* [TASK TO CARRY OUT]:
Please reproduce the following records exactly as they appear.

-- RECORDED DATA follows --

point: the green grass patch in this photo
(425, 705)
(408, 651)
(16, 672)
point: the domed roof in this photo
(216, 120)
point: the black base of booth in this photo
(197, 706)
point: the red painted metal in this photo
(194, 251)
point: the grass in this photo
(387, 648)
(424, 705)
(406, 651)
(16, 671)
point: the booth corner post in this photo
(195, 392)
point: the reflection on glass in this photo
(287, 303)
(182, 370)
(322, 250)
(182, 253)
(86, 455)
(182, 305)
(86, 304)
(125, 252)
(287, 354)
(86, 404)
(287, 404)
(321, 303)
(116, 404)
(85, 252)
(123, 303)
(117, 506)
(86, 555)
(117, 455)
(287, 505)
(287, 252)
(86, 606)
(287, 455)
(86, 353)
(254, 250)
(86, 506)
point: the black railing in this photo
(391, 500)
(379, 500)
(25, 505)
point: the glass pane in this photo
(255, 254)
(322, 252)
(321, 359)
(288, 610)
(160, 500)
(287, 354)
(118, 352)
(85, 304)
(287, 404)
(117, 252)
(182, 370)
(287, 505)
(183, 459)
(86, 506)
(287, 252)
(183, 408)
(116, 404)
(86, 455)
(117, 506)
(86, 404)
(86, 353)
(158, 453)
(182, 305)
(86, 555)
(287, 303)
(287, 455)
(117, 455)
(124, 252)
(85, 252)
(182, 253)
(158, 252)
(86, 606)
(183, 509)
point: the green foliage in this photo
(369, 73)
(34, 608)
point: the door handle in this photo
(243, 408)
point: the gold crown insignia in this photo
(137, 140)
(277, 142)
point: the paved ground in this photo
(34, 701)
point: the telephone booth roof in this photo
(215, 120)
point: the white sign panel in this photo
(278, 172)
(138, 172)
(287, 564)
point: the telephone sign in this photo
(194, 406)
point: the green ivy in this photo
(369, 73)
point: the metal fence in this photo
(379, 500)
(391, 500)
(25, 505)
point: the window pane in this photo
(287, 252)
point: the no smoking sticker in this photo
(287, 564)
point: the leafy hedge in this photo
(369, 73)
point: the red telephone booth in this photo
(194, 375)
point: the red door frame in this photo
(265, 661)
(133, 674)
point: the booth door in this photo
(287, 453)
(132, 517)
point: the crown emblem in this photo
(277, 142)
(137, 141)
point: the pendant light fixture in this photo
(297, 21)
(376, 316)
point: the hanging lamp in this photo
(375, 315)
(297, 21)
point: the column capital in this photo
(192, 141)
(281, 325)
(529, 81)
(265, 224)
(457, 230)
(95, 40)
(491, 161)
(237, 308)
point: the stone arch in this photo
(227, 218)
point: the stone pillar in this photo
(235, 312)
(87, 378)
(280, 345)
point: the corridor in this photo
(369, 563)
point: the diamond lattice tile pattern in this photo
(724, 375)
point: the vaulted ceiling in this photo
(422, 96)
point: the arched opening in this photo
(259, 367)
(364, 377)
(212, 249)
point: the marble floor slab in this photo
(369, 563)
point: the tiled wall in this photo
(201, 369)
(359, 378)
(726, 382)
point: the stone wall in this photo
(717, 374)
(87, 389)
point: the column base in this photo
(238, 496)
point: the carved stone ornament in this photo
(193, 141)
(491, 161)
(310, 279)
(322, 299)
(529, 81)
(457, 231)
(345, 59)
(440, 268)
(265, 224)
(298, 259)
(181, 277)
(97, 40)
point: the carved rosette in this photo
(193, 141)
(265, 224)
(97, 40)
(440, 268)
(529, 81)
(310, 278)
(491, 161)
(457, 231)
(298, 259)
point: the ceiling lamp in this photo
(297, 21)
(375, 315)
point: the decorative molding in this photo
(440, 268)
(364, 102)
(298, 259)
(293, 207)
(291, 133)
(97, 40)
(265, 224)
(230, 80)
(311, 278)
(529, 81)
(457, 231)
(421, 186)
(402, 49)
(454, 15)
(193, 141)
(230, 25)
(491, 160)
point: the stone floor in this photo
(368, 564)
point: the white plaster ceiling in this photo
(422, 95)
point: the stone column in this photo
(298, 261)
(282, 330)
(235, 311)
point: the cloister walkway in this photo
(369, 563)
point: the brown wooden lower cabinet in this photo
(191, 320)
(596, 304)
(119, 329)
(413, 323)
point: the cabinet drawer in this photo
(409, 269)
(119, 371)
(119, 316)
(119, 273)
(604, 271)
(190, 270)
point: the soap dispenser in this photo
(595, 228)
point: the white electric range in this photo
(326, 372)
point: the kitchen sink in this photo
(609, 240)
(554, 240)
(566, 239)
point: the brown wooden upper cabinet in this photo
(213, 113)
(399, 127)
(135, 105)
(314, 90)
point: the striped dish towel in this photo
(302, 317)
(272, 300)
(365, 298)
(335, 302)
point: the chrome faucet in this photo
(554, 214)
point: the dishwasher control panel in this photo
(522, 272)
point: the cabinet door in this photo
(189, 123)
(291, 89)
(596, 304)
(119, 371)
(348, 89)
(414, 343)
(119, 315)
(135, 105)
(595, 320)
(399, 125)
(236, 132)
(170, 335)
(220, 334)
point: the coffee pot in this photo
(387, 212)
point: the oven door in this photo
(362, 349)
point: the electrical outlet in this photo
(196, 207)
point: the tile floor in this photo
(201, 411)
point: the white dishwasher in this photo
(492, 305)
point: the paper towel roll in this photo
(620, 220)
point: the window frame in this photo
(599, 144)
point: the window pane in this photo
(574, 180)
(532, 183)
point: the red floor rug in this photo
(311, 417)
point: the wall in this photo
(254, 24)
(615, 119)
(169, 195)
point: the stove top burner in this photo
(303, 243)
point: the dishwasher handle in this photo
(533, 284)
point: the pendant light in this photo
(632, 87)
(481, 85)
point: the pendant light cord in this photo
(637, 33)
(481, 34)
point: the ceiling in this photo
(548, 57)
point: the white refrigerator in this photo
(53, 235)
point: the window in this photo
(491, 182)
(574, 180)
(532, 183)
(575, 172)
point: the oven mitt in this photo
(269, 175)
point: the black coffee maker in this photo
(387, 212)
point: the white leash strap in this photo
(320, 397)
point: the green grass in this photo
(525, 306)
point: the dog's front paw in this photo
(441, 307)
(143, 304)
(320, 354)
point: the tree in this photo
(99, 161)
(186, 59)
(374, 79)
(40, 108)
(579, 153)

-- RECORDED DATA concluded --

* [RESULT BELOW]:
point: the green grass patch in this photo
(425, 705)
(408, 651)
(16, 672)
point: the domed roof in this photo
(216, 120)
point: the black base of booth in this photo
(197, 706)
point: the red painted metal in this photo
(194, 251)
point: the grass in this photo
(387, 648)
(424, 705)
(406, 651)
(16, 671)
point: the booth corner post in this photo
(195, 392)
point: the reflection on glass in this photo
(287, 303)
(182, 370)
(322, 250)
(182, 253)
(86, 455)
(182, 305)
(86, 304)
(125, 252)
(287, 354)
(86, 404)
(287, 404)
(321, 303)
(116, 404)
(85, 252)
(123, 303)
(117, 506)
(86, 555)
(117, 455)
(287, 505)
(287, 252)
(86, 606)
(287, 455)
(86, 353)
(254, 250)
(86, 506)
point: the black railing in this photo
(391, 500)
(379, 500)
(25, 505)
point: the glass pane in this photo
(255, 254)
(322, 252)
(321, 359)
(288, 610)
(160, 500)
(287, 354)
(118, 352)
(85, 304)
(287, 404)
(117, 252)
(182, 370)
(287, 505)
(183, 459)
(86, 506)
(287, 252)
(183, 408)
(116, 404)
(86, 455)
(117, 506)
(86, 404)
(86, 353)
(158, 453)
(182, 305)
(86, 555)
(287, 303)
(287, 455)
(117, 455)
(124, 252)
(85, 252)
(182, 253)
(158, 252)
(86, 606)
(183, 509)
point: the green foliage in this photo
(369, 73)
(34, 608)
point: the door handle in this photo
(243, 408)
point: the gold crown insignia in this photo
(137, 140)
(277, 142)
point: the paved ground in this photo
(34, 701)
point: the telephone booth roof in this photo
(215, 120)
point: the white sign panel in this photo
(278, 172)
(138, 172)
(287, 564)
point: the telephone sign in this photo
(194, 406)
point: the green ivy in this photo
(369, 73)
point: the metal fence in this photo
(379, 500)
(391, 500)
(25, 505)
point: the window pane in this photo
(287, 252)
point: the no smoking sticker in this photo
(287, 564)
point: the leafy hedge in this photo
(369, 73)
point: the red telephone booth in this photo
(194, 375)
point: the red door frame in this photo
(265, 661)
(133, 674)
point: the booth door in this photo
(287, 453)
(132, 517)
point: the crown emblem in this photo
(277, 142)
(137, 141)
point: the pendant light fixture in this photo
(297, 21)
(376, 316)
point: the hanging lamp in this photo
(375, 315)
(297, 21)
point: the column capital in this photo
(192, 141)
(281, 325)
(529, 81)
(265, 224)
(457, 230)
(95, 40)
(491, 161)
(237, 308)
point: the stone arch in this photo
(227, 218)
point: the stone pillar in this photo
(235, 312)
(87, 378)
(280, 345)
point: the corridor in this photo
(369, 563)
point: the diamond lattice tile pattern in this photo
(724, 375)
point: the vaulted ceiling in this photo
(422, 96)
point: the arched opening in this photo
(259, 367)
(364, 377)
(212, 249)
point: the marble floor slab in this photo
(369, 563)
point: the tiled wall in this photo
(201, 369)
(359, 378)
(726, 382)
point: the stone wall in this photo
(717, 374)
(87, 389)
point: the column base in this photo
(238, 496)
point: the carved stone ornament in this photo
(193, 141)
(491, 161)
(310, 279)
(322, 299)
(529, 81)
(457, 231)
(345, 59)
(440, 268)
(265, 224)
(298, 259)
(181, 277)
(97, 40)
point: the carved rosette in this photo
(193, 141)
(265, 224)
(97, 40)
(440, 268)
(529, 81)
(310, 278)
(491, 161)
(457, 231)
(298, 259)
point: the ceiling lamp in this photo
(297, 21)
(375, 315)
point: the decorative molding in this photo
(440, 268)
(364, 102)
(298, 259)
(293, 207)
(291, 133)
(97, 40)
(265, 224)
(230, 80)
(311, 278)
(529, 81)
(457, 231)
(421, 186)
(402, 49)
(454, 15)
(193, 141)
(230, 25)
(491, 160)
point: the stone floor in this photo
(368, 564)
point: the white plaster ceiling in this photo
(422, 95)
point: the stone column in this photo
(298, 261)
(282, 330)
(235, 311)
point: the cloister walkway in this photo
(369, 563)
point: the brown wooden lower cabinet in this photo
(191, 320)
(596, 304)
(119, 329)
(413, 323)
point: the cabinet drawer in this photo
(409, 269)
(119, 371)
(119, 316)
(119, 273)
(604, 271)
(190, 270)
point: the soap dispenser in this photo
(595, 228)
point: the white electric range in this photo
(326, 372)
point: the kitchen sink in this photo
(609, 240)
(554, 240)
(566, 239)
point: the brown wooden upper cabinet in this photo
(213, 113)
(399, 127)
(135, 105)
(314, 90)
point: the striped dish towel in this photo
(302, 317)
(272, 300)
(365, 298)
(335, 302)
point: the chrome faucet in this photo
(554, 214)
point: the dishwasher control panel in this photo
(522, 272)
point: the cabinet door in this photo
(189, 123)
(291, 89)
(596, 304)
(119, 371)
(348, 89)
(414, 343)
(119, 315)
(135, 105)
(595, 320)
(399, 125)
(236, 132)
(170, 335)
(220, 334)
point: the coffee pot in this photo
(387, 212)
point: the oven door in this photo
(362, 349)
point: the electrical outlet in this photo
(196, 207)
point: the tile floor in this photo
(201, 411)
point: the white dishwasher in this photo
(492, 305)
point: the paper towel roll in this photo
(620, 220)
point: the window frame in this photo
(599, 144)
point: the window pane in this photo
(574, 180)
(532, 183)
point: the red floor rug in this photo
(311, 417)
point: the wall in this photo
(254, 24)
(615, 119)
(169, 195)
point: the stove top burner in this photo
(303, 243)
point: the dishwasher handle in this photo
(533, 284)
point: the pendant light in this photo
(632, 87)
(481, 85)
point: the pendant light cord in this photo
(637, 33)
(481, 34)
point: the ceiling in this photo
(548, 57)
point: the white refrigerator in this photo
(53, 235)
point: the window in this photo
(491, 182)
(574, 180)
(532, 183)
(575, 172)
point: the oven mitt in this photo
(269, 175)
point: the black coffee maker in this photo
(387, 212)
point: the white leash strap in this photo
(320, 397)
point: the green grass in this photo
(525, 306)
point: the dog's front paw in this photo
(441, 307)
(143, 304)
(320, 354)
point: the tree in this photo
(99, 161)
(186, 59)
(374, 79)
(40, 108)
(579, 153)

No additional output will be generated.